::: Text shown :::

- Born: Elaine Ruth Herbert 27 November 1920 New York City, U.S.
- Died: 10 January 1995 (aged 74) London, England
- Education: Mount Holyoke College, Sorbonne
- Occupation: Literary agent
- Spouses: Robert Shaplen ​ ​(m. 1944, divorced)​; Sir Hugh Greene ​ ​(m. 1951; div. 1969)​;
- Children: 2

= Elaine Greene =

American-born British literary agent (1920–1995)

Elaine Greene (born Elaine Ruth Herbert; 27 November 1920 – 10 January 1995) was an American-born British literary agent who represented prominent authors such as P. D. James, Arthur Miller, and Dr. Seuss.

== Early life ==
Greene was born in New York City to Louis and Fanny Gilbert and educated at Mount Holyoke College and the Sorbonne. She subsequently worked in editorial roles at Random House and Alfred A. Knopf.

::: Dataset :::

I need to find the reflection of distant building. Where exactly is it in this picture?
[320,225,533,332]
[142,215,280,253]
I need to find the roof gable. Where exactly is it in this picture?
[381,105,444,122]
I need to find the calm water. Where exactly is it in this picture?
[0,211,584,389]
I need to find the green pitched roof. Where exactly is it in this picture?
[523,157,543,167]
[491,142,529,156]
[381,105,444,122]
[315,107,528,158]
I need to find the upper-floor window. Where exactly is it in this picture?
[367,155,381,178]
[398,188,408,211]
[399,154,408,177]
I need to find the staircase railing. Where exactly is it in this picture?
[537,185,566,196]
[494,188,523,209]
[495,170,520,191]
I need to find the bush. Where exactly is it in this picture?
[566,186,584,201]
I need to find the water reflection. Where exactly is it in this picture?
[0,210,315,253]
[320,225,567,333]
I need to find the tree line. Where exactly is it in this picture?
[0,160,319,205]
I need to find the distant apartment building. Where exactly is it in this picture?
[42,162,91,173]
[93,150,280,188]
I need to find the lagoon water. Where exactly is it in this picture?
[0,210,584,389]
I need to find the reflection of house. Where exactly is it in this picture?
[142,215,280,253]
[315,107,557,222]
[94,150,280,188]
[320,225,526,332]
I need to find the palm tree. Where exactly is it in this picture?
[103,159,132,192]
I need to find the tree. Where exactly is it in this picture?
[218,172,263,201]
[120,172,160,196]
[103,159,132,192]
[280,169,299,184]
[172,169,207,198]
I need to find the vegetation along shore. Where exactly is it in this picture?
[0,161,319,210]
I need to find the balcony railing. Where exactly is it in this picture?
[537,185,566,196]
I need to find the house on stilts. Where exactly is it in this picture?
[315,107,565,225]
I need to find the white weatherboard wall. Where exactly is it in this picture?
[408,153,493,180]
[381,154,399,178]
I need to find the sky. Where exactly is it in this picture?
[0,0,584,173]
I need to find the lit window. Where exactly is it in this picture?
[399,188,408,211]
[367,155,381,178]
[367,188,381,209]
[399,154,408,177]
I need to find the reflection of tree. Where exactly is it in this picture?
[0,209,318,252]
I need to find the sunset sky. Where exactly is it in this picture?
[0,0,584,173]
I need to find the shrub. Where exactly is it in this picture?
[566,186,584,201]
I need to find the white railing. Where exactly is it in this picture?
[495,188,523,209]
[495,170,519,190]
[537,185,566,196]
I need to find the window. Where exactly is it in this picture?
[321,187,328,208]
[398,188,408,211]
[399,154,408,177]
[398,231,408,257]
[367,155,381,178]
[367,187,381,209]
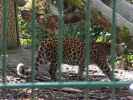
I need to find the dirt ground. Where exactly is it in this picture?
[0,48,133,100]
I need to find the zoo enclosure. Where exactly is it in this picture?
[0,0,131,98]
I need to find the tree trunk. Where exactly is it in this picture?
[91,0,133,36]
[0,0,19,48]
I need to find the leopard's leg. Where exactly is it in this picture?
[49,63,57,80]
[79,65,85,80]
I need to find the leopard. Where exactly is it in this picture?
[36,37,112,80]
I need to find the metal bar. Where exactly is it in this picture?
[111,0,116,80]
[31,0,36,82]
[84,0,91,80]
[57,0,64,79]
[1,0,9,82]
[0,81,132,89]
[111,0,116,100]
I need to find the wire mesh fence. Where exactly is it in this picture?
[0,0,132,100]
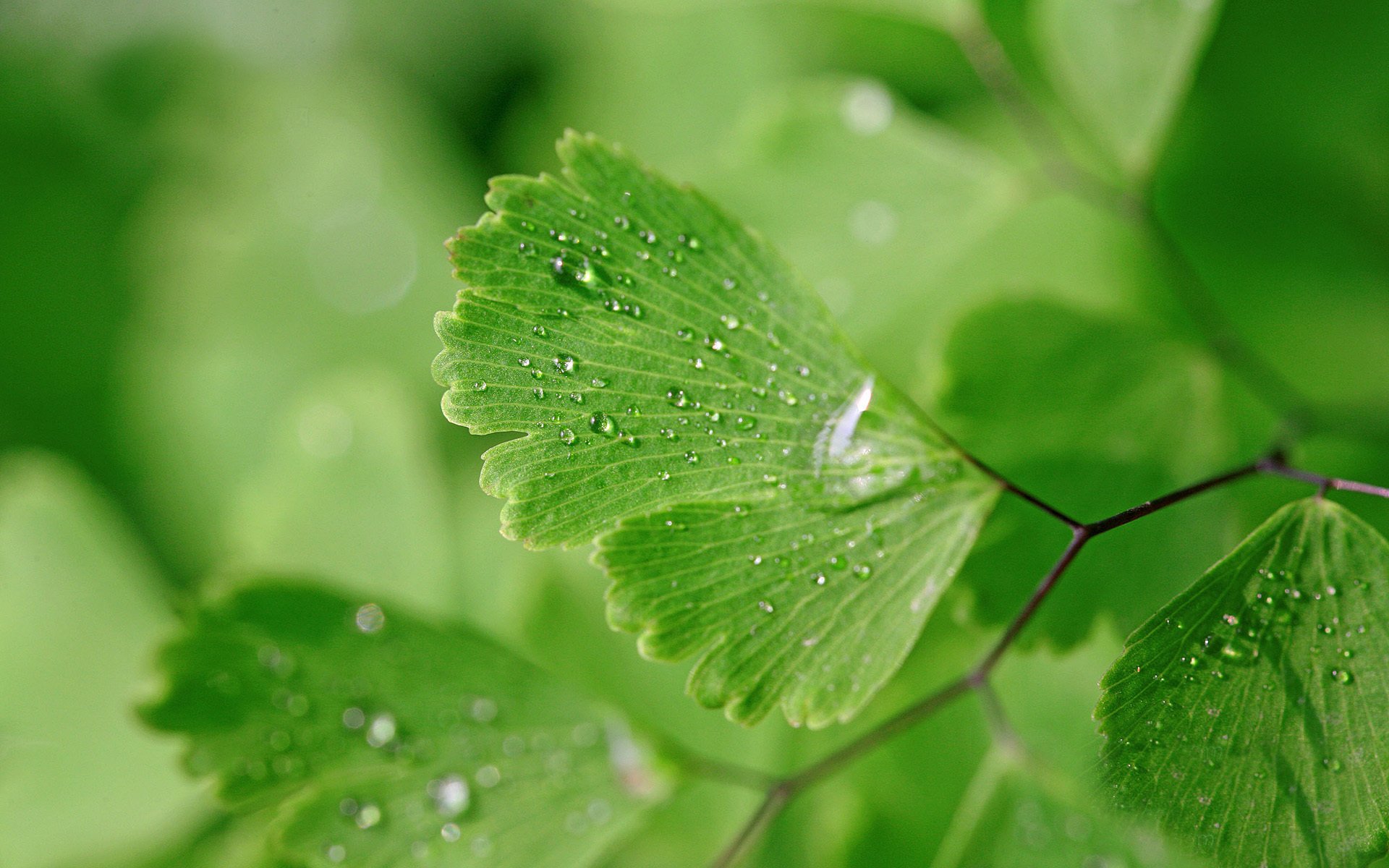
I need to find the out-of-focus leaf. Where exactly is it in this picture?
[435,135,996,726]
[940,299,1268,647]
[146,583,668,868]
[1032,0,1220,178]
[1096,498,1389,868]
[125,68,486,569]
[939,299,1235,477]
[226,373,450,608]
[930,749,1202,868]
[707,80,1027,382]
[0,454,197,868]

:::
::: Dataset :::

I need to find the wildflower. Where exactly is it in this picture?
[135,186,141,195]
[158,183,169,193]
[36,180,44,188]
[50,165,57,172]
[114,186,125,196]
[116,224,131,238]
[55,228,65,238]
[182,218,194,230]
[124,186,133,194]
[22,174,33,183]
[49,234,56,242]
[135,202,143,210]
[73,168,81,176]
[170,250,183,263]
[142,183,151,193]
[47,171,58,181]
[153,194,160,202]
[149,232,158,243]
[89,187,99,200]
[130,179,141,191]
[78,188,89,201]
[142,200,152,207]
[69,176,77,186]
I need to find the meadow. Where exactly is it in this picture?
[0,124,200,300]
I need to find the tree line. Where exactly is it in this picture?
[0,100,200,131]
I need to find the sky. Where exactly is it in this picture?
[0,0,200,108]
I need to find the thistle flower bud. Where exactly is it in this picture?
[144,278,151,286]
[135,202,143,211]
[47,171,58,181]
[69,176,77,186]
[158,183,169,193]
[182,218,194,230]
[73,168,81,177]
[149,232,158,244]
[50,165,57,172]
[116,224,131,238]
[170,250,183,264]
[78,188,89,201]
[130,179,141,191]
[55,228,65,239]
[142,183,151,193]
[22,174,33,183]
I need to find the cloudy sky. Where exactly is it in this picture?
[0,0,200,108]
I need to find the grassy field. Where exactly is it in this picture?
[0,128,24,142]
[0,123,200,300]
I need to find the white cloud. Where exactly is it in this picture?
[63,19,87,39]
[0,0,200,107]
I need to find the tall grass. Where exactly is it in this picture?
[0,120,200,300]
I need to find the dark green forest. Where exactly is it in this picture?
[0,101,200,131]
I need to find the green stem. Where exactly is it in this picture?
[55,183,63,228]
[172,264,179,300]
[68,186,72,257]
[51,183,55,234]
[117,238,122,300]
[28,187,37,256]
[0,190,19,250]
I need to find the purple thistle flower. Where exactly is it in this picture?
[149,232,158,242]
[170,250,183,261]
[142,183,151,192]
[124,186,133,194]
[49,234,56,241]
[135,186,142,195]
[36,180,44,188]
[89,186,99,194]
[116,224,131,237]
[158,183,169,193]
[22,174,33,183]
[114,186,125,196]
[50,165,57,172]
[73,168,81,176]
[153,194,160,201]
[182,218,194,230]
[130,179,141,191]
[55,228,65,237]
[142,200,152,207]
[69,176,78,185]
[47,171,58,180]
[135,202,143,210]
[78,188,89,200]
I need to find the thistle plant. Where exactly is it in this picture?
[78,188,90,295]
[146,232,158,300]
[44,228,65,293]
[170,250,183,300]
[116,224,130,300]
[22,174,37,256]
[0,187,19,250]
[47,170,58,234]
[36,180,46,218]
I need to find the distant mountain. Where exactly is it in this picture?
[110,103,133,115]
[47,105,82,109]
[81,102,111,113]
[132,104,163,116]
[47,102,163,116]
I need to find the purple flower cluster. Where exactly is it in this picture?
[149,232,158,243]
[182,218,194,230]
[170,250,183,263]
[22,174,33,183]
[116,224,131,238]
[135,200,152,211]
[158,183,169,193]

:::
::: Dataset :::

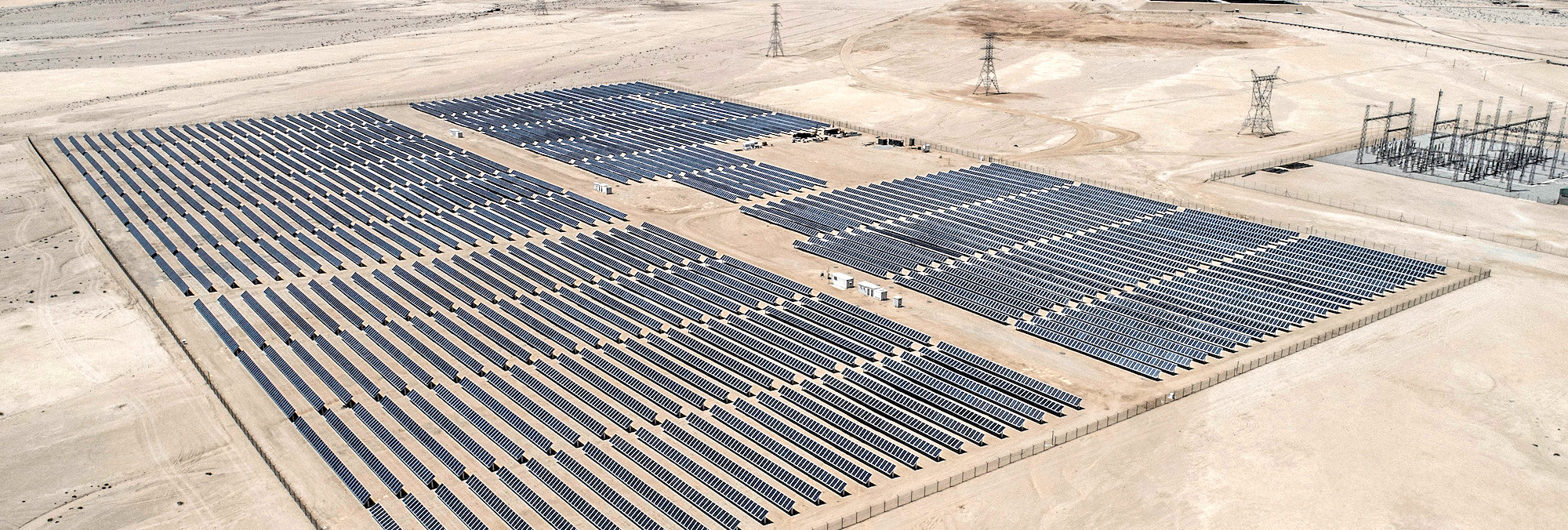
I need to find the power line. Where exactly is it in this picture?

:::

▶ Work order 1: In the Elaine Greene biography, what does the text give as the basis for describing her as "American-born"? Answer in one to three sentences.
▶ Work order 2: List every author the Elaine Greene biography names as someone she represented.
▶ Work order 3: In the Elaine Greene biography, give the passage between "- Died: 10 January" and "and Dr. Seuss.", inclusive, substituting "Oxford" for "London".

▶ Expected output 1: She is described as "American-born" because she was born in New York City, U.S., on 27 November 1920. She later worked as a British literary agent.

▶ Expected output 2: P. D. James, Arthur Miller, Dr. Seuss

▶ Expected output 3:
- Died: 10 January 1995 (aged 74) Oxford, England
- Education: Mount Holyoke College, Sorbonne
- Occupation: Literary agent
- Spouses: Robert Shaplen ​ ​(m. 1944, divorced)​; Sir Hugh Greene ​ ​(m. 1951; div. 1969)​;
- Children: 2

= Elaine Greene =

American-born British literary agent (1920–1995)

Elaine Greene (born Elaine Ruth Herbert; 27 November 1920 – 10 January 1995) was an American-born British literary agent who represented prominent authors such as P. D. James, Arthur Miller, and Dr. Seuss.